* [What you need to do]: Give again, unaltered, the lines of the listing below that run from the line having "Produce, for each" through the line having "box: [416, 391, 448, 430]".

[Opening Excerpted records section]

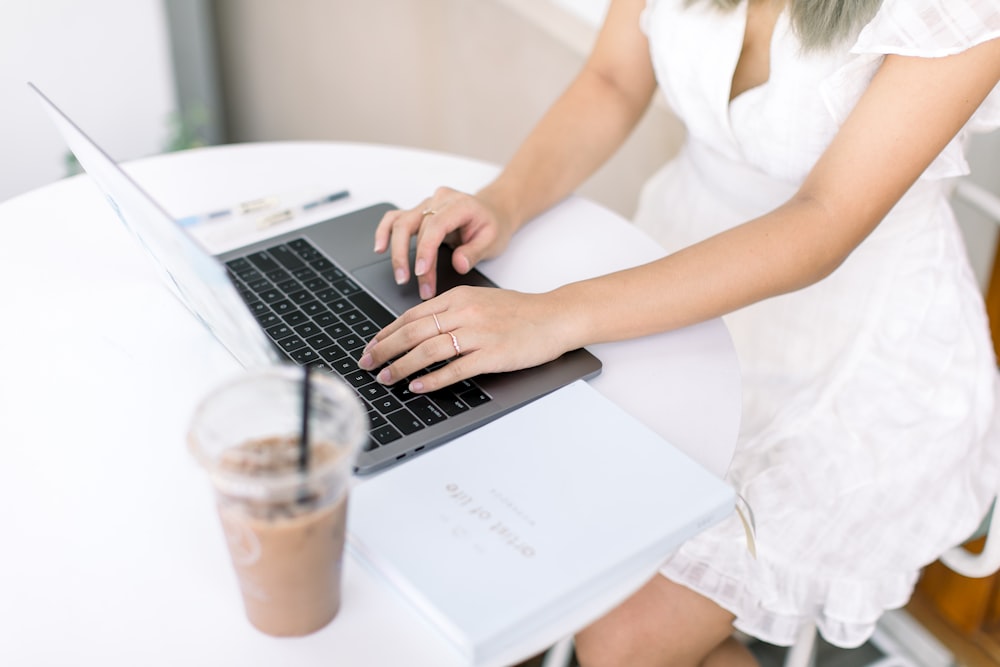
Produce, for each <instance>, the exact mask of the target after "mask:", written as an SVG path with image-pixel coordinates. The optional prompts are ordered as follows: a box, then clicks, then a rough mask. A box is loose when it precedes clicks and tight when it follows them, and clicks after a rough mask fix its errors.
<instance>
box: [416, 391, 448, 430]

[Closing Excerpted records section]
[Opening Excerpted records section]

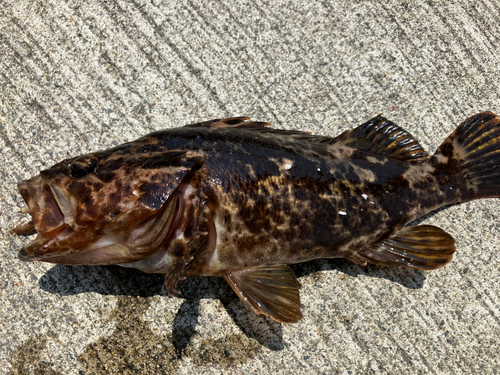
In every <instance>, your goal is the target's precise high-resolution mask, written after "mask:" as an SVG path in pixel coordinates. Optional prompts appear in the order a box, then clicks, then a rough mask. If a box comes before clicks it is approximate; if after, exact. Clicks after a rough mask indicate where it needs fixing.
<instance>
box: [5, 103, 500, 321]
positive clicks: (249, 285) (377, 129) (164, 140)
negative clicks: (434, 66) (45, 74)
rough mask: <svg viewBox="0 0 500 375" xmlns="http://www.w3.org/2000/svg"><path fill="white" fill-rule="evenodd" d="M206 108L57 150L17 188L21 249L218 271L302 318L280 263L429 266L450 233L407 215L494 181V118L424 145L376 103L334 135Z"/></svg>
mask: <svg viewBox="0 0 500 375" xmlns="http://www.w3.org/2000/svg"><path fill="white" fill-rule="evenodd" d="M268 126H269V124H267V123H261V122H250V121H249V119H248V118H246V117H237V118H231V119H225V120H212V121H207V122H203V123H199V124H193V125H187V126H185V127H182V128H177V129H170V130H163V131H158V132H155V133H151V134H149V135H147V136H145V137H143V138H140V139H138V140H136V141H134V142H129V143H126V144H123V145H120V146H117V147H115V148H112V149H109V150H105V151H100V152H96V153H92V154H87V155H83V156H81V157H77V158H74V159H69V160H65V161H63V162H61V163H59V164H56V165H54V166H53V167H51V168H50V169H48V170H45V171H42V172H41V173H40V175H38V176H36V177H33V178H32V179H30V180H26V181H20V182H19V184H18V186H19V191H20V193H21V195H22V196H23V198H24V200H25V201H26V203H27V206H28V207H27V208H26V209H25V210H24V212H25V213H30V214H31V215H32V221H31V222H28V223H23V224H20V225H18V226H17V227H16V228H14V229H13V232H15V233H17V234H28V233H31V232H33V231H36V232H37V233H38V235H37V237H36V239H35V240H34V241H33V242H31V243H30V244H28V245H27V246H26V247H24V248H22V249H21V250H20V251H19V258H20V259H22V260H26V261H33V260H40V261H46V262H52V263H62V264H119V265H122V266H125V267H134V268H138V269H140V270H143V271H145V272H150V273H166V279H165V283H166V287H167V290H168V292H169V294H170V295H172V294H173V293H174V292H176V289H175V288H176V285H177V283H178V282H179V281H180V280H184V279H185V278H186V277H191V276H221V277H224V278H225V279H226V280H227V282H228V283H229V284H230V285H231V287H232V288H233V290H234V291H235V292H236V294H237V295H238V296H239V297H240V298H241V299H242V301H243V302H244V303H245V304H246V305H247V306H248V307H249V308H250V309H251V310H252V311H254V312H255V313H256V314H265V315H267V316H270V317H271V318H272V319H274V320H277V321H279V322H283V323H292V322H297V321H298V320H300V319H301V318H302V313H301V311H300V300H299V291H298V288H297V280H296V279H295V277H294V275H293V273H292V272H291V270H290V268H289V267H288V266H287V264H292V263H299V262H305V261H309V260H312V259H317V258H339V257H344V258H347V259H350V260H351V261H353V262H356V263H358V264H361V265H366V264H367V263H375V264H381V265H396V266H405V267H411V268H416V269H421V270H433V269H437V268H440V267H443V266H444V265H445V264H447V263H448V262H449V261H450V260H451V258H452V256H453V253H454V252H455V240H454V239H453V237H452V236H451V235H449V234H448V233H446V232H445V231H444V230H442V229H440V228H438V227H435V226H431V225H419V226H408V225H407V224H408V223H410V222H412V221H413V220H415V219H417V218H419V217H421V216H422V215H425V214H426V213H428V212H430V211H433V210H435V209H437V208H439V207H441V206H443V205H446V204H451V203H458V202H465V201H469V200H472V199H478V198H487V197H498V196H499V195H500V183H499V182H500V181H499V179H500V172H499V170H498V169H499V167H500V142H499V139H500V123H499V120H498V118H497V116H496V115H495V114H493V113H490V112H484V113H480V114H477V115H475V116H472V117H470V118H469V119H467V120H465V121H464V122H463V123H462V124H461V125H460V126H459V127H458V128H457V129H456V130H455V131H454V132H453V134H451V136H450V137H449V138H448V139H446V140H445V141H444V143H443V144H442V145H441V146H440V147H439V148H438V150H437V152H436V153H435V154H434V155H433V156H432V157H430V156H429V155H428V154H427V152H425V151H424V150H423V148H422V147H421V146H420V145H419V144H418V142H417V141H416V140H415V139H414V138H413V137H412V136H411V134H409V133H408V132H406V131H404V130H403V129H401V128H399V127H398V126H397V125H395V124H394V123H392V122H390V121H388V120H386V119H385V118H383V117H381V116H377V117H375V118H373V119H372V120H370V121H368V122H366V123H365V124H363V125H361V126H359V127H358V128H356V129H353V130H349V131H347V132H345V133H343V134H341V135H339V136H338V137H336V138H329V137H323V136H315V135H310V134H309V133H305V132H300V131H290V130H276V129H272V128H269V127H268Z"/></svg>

[Closing Excerpted records section]

* [Expected output]:
Produce, for each <instance>, the exact mask of the target after "mask:", written as an SVG path with image-pixel coordinates. The optional prompts are ordered as follows: a box, then clicks, then a rough mask. A box is loose when it precedes clicks and tight when it follows them, and clicks after a rough mask fix its errors.
<instance>
box: [416, 391, 448, 430]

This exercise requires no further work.